## GIVEN TEXT
Now that Dylan Farrow’s allegations against Allen have resurfaced, Team Allen and the Hollywood community have again rushed to defend him, and trash and blame the victim. Would they be so sure to believe the accused rather than the accuser if the case involved some “redneck” working stiff from the South or Midwest?  Or if the accuser was a boy and the accused was a priest? The choruses of “I know Woody Allen and he couldn’t have, wouldn’t have done this!” and “That girl and her mother are lying!” might ring more true if they didn’t so perfectly mimic the statements made by the friends, colleagues and hangers-on of Jerry Sandusky.

But this isn’t the first time Hollywood has closed ranks to sycophantically support one of its icons who’s been accused of pedophilia… Charlie Chaplin, Errol Flynn, Roman Polanski are the first three names that come to mind. And, speaking of Polanski, was there anything more surreal than seeing Woody Allen make the argument that the teenage rape case against Roman Polanski should be dropped and the director should be allowed to return to the United States? I remember saying to a friend that Polanski should tell Allen, that perhaps his was not the best face for the campaign.

## Data lines

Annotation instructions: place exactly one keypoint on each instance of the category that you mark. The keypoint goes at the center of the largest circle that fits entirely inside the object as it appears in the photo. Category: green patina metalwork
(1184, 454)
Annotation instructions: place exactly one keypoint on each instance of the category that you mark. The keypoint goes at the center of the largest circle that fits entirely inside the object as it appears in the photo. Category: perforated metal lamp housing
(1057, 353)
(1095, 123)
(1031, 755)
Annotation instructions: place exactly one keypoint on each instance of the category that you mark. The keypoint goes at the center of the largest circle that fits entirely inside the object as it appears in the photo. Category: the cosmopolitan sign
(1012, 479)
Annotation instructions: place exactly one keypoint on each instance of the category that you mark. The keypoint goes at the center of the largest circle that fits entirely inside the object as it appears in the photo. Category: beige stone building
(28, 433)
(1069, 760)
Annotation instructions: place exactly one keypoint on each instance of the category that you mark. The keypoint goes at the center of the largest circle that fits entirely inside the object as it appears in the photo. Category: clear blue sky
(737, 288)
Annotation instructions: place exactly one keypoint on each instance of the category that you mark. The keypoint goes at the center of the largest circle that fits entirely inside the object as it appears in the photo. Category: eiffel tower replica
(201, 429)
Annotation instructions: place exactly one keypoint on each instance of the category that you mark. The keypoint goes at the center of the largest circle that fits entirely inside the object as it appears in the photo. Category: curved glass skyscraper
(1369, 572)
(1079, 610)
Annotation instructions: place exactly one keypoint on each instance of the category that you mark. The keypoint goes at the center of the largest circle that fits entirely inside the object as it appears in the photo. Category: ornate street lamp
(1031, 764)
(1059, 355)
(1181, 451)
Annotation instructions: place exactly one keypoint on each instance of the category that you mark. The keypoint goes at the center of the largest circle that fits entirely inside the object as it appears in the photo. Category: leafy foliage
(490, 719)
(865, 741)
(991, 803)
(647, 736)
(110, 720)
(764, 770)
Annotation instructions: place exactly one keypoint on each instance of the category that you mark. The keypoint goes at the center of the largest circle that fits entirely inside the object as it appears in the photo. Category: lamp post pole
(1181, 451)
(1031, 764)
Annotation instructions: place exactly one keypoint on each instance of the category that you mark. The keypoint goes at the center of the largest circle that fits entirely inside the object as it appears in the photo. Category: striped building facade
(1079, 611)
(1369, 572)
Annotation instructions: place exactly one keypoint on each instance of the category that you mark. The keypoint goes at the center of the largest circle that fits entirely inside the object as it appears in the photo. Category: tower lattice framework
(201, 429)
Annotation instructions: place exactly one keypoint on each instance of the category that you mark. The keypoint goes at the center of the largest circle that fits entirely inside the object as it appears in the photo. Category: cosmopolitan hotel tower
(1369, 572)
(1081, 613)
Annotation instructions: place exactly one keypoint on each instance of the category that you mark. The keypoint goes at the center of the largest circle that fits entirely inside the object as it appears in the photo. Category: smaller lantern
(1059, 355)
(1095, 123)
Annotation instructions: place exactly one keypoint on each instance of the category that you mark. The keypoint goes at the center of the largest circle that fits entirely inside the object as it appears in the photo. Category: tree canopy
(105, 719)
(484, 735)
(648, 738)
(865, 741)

## BRIEF
Carry on the text about Hollywood's defense of Woody Allen, starting after its last sentence. The records have no connection to the text.

## EXERCISE OUTPUT
I’m not saying Woody Allen is guilty of child molestation. He hasn’t been convicted. I have seen no proof. But Hollywood’s elite haven’t seen proof that he isn’t.  In movies and television programs, prosecutors of rape cases confronted by a defense attorney who attempts to blame the victim, question her motives for crying rape and trash her character regularly turn to the jury and passionately ask, “Why would a woman do that?  Why would a woman risk putting herself through this public humiliation if it wasn’t true?”  Perhaps the Hollywood elite who’ve been so quick to lend their names and support to Woody Allen (the same ones who socialize with and take jobs and awards from Mr. Allen and who make money off his movies and plays), should watch one of their own movies or TV shows, re-read the coverage of the Sandusky case, and question their own motivations.